▼
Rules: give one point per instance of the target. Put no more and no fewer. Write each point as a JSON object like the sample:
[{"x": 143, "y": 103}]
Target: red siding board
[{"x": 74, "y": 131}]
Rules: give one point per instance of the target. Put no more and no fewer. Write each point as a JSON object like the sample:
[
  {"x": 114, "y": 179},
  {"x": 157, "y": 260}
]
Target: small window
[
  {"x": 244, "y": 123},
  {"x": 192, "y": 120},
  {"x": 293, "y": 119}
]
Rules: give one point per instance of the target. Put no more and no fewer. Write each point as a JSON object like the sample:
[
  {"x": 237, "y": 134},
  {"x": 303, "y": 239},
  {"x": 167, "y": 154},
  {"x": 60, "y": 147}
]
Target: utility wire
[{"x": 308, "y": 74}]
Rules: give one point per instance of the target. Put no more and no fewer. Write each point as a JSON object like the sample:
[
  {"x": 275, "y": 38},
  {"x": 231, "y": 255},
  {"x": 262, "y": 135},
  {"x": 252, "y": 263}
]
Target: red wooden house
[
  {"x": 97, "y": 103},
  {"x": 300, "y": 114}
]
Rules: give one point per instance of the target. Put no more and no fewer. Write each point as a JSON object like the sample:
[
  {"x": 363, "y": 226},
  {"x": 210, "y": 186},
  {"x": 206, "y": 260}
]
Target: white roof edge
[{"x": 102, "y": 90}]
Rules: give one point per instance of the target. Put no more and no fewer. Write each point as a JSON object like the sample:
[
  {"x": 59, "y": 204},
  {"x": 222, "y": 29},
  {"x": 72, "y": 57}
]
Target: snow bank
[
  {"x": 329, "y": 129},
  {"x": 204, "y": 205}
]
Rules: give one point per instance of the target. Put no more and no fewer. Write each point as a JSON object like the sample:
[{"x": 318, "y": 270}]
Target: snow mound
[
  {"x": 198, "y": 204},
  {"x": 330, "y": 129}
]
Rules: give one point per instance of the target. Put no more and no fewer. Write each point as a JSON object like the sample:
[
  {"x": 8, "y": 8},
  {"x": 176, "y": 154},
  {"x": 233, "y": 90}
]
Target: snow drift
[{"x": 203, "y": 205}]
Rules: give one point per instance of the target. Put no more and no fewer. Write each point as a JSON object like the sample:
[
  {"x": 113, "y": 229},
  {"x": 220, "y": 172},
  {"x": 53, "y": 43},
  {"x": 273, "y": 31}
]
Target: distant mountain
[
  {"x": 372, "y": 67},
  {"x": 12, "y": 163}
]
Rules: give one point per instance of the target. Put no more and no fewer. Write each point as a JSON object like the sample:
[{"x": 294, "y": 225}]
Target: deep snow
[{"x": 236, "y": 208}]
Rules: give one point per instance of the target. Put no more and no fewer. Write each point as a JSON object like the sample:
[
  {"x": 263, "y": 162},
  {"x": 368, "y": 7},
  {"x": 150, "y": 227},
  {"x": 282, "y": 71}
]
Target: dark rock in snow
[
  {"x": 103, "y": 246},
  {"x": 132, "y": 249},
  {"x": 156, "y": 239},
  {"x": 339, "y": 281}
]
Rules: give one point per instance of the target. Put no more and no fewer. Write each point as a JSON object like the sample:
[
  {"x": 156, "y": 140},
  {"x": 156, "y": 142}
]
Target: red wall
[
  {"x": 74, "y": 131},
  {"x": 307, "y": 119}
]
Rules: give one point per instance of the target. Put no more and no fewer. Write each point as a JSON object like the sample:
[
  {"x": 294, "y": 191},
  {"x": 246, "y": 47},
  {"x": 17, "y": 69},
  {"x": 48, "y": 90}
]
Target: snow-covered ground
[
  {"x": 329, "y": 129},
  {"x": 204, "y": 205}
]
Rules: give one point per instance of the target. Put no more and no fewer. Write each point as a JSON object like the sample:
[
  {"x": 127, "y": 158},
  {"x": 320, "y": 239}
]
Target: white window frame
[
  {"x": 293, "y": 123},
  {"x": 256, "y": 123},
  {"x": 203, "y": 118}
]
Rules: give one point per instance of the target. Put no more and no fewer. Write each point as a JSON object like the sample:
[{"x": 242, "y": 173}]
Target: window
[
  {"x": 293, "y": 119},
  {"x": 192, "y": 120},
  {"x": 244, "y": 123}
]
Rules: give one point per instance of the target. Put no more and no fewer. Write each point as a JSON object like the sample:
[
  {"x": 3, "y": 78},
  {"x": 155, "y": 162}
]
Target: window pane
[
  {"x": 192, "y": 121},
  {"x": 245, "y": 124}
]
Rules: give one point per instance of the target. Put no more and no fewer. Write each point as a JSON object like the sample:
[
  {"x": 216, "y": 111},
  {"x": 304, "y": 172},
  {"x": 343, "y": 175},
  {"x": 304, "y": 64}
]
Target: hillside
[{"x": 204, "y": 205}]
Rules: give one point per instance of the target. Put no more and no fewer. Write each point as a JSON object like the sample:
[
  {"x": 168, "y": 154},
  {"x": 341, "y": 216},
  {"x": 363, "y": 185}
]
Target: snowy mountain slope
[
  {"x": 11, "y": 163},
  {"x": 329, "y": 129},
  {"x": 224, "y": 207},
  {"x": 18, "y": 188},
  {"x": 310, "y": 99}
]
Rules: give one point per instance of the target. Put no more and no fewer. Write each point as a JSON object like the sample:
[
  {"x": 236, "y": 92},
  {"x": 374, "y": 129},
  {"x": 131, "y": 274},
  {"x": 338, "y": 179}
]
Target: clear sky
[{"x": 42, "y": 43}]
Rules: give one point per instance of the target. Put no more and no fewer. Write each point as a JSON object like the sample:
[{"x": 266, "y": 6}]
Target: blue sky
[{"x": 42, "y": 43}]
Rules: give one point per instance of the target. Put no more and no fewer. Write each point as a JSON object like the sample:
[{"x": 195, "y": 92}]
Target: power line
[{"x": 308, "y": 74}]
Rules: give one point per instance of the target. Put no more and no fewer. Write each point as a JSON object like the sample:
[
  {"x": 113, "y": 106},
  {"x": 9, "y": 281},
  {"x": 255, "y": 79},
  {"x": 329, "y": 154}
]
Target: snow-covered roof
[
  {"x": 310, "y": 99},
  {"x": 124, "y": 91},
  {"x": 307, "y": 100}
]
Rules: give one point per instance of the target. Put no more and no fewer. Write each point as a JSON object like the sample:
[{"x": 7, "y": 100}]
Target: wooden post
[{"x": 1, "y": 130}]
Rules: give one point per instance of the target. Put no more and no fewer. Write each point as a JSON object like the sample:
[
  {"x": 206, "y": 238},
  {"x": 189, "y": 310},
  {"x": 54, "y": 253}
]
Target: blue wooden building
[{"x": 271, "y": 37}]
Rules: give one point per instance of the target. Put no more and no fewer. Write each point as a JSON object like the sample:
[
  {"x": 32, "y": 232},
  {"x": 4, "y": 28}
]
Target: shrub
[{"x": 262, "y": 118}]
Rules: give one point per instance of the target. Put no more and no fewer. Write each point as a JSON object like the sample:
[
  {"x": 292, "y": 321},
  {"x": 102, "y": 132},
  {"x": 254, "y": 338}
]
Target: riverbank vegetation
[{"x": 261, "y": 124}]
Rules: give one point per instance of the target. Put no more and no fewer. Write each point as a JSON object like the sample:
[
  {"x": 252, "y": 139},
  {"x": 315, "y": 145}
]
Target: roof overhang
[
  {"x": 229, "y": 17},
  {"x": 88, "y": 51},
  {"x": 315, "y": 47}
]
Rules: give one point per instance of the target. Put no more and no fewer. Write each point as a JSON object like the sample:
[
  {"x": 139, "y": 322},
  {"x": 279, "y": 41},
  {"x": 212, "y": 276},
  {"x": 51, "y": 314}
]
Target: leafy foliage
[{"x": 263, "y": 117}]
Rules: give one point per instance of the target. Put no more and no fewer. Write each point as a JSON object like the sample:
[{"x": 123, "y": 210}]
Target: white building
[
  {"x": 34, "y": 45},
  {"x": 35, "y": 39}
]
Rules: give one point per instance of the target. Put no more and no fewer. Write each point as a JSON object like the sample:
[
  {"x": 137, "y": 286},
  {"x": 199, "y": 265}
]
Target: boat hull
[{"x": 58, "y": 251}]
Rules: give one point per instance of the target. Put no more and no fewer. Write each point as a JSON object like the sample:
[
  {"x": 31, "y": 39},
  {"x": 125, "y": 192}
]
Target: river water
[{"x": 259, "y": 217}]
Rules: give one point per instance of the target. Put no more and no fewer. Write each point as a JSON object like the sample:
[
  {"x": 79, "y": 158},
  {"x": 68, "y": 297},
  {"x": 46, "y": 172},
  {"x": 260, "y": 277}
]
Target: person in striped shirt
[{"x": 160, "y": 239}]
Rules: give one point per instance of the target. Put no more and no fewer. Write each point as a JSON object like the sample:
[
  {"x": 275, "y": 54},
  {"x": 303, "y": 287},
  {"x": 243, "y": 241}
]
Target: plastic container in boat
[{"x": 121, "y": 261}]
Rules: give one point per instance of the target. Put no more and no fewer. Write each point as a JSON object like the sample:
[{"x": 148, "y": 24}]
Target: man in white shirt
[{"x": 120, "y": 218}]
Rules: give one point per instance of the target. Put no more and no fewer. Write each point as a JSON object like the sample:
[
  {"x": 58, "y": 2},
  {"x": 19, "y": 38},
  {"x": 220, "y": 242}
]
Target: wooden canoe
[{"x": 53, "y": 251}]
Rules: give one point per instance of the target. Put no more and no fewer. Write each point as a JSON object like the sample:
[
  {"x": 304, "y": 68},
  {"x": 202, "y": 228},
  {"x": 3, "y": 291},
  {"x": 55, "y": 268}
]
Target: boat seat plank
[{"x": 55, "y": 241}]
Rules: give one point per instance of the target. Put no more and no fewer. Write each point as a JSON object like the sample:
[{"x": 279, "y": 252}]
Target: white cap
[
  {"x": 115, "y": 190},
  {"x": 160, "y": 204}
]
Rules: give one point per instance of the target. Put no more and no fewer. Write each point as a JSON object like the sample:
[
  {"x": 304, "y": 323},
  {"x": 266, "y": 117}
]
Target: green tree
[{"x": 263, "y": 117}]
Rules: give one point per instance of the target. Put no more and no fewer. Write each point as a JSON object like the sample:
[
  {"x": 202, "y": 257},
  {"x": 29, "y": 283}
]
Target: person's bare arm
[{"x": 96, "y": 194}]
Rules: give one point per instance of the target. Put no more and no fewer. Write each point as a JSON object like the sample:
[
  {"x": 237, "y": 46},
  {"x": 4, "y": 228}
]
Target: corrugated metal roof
▲
Pull out every line above that contains the string "white", and list each one in full.

**Reply to the task:**
Target: white roof edge
Target: white window frame
Target: white building
Target: man in white shirt
Target: white cap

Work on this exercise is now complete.